[Items from a labeling collection]
----
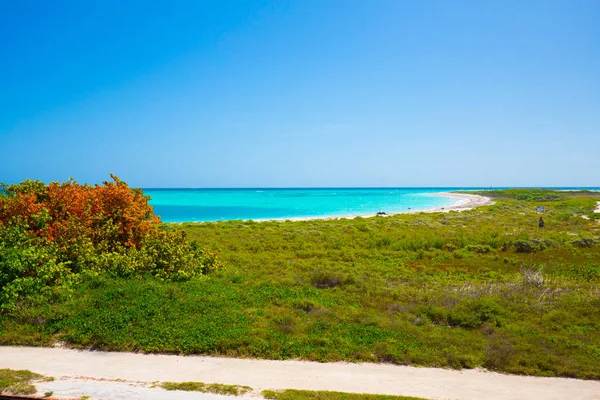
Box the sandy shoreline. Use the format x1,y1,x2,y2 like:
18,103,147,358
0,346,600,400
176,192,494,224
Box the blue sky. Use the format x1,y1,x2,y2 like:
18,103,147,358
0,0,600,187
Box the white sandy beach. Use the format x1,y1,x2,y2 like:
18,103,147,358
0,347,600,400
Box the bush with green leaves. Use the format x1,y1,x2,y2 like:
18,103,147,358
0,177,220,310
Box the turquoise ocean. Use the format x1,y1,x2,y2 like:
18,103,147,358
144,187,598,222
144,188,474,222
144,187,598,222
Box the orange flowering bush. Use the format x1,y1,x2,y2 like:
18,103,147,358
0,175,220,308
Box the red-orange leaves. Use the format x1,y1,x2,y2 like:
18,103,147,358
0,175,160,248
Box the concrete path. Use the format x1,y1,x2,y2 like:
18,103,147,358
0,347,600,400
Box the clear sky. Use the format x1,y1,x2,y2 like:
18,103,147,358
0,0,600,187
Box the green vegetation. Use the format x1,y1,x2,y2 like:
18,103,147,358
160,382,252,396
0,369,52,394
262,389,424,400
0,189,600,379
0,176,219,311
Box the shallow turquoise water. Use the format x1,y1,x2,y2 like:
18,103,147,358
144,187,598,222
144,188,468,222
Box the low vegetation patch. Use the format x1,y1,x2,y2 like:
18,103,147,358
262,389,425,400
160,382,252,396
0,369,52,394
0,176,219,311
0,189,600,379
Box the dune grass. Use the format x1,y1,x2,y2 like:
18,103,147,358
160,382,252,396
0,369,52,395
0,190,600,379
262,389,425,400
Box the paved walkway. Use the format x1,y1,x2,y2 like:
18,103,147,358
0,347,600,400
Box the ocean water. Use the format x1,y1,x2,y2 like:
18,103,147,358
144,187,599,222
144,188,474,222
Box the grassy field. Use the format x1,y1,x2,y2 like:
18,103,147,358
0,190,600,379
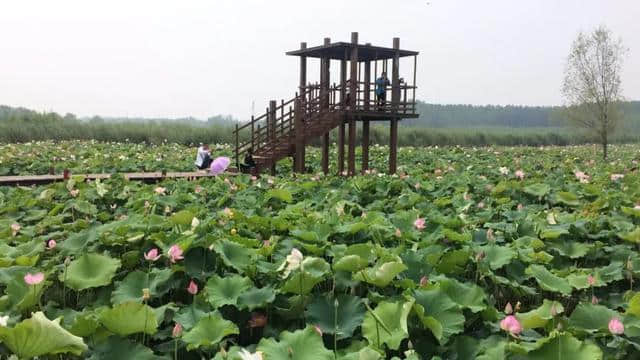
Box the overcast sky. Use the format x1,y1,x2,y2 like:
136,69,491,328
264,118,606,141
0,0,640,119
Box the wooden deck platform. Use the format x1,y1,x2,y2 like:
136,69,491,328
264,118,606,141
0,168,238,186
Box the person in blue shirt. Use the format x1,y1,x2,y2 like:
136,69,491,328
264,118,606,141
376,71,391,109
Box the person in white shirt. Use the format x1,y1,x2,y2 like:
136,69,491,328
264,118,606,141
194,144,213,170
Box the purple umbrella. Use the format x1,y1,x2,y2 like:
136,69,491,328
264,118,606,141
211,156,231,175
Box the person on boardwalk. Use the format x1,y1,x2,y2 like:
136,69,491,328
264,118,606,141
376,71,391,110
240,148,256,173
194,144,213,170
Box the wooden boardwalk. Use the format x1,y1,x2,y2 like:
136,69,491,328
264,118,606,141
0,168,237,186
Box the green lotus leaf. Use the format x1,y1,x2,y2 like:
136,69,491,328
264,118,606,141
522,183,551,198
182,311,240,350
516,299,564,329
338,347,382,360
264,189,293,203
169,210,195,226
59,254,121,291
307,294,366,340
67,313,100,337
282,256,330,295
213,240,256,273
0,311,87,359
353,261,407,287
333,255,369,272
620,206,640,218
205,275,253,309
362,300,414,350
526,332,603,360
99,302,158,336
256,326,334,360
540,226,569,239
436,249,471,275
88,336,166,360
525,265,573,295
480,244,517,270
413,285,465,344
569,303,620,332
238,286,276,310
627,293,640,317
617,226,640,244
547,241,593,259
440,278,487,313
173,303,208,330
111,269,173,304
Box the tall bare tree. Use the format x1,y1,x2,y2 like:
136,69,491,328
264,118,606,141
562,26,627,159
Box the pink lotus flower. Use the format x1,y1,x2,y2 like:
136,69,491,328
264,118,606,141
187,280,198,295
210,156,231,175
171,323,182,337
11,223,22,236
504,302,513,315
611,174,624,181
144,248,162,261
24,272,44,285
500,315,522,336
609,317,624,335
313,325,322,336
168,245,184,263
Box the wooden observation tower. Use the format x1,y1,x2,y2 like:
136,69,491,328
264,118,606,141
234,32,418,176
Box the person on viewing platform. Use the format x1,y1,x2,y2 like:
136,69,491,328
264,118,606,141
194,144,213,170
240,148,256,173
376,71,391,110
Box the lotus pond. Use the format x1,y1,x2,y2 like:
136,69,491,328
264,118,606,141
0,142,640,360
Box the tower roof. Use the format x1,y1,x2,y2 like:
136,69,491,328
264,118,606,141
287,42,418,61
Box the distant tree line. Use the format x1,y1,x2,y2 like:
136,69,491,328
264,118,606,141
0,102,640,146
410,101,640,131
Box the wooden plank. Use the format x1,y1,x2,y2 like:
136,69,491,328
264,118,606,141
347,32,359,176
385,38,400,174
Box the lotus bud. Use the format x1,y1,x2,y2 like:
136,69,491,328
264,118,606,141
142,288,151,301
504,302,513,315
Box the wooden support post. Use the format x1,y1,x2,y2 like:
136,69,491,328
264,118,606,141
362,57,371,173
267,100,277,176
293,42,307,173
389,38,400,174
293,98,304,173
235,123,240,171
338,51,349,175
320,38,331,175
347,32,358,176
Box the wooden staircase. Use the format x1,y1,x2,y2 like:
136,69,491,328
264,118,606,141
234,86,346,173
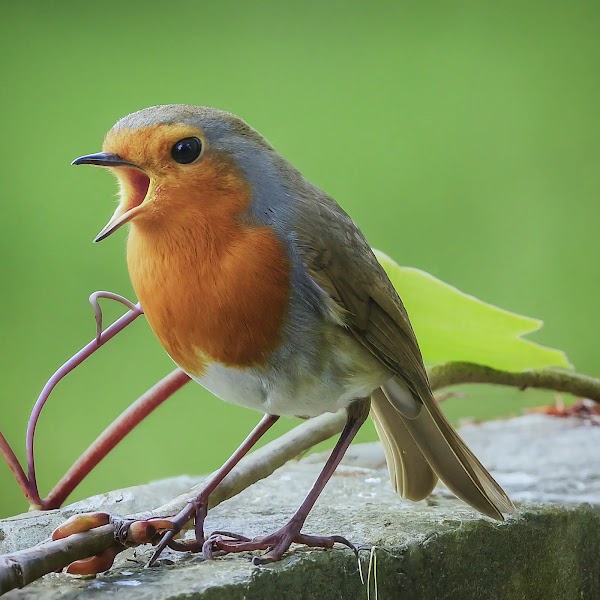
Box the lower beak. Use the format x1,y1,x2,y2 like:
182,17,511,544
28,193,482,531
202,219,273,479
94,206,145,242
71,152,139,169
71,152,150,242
----
** What is being asked **
Starting with the line containing "Box the purple" and going on through the line containing "0,168,237,186", change "boardwalk" to "pier" and give those lines again with nothing else altered.

** Result of the task **
Box the purple umbrella. Use the format x1,y1,x2,y2 like:
136,69,491,328
264,118,606,141
211,156,231,175
Box the person on pier. Use the format x1,y1,x2,y2 like:
136,69,491,328
264,118,606,141
376,71,391,110
240,148,256,173
194,144,213,170
Box the wooden pier. Use the format x1,y1,x2,y2 like:
136,69,491,328
264,118,606,141
0,168,237,186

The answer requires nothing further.